(Exercise input begins)

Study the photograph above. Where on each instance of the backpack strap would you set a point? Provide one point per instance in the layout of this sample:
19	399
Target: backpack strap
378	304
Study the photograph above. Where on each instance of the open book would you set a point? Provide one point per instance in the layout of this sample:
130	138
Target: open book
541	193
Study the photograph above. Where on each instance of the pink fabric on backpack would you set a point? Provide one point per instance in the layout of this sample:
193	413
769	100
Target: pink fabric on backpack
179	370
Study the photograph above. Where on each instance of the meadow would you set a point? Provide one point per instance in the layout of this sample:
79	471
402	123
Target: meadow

(Exercise input ends)

_Problem to work on_.
Every line above with the string "meadow" in it should be copied into the answer.

_Exercise answer_.
Study the photograph above. Where on each instance of the meadow would you set a point? Provide one point per instance in the layout of this sample:
Target: meadow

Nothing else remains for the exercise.